Repeat exactly, and only, the lines from the one containing "Mark a point on each instance of the curly" through the end of the records.
------------------------
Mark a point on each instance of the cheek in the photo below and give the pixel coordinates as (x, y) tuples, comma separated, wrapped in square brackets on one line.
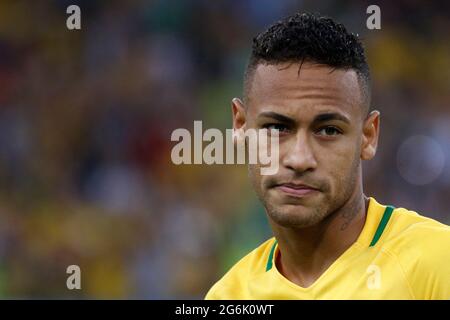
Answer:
[(340, 164)]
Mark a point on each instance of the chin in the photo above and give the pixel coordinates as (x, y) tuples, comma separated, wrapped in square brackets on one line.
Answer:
[(295, 216)]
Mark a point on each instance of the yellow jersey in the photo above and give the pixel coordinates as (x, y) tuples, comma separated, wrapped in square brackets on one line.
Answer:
[(398, 255)]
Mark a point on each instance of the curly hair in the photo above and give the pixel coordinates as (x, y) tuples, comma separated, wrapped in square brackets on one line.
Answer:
[(313, 38)]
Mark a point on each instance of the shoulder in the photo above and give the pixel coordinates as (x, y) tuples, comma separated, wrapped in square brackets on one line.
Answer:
[(421, 248), (232, 284)]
------------------------
## Answer space
Mark a point on each instance of the curly hair in the photo above and give the pixel coordinates as (x, y) tuples, comma separated, wrapped in square brackets on one line.
Answer:
[(313, 38)]
Mark a point on each instance of the shoulder in the photo above and give the pixel coordinates as (x, y) tuples, comma separated, wrapped in square brackets on one line.
Answer:
[(421, 248), (232, 284)]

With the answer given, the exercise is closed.